── EXERCISE INPUT
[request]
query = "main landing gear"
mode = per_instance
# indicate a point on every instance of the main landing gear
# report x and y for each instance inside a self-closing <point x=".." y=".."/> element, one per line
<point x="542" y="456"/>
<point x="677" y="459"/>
────
### TASK INSTRUCTIONS
Reproduce every line of the listing above without changing a single character.

### EXERCISE RESULT
[request]
query = "main landing gear"
mode = per_instance
# indicate a point on every instance of the main landing gear
# report x and y for each instance inside a self-closing <point x=".." y=".."/> element, one per line
<point x="542" y="456"/>
<point x="677" y="459"/>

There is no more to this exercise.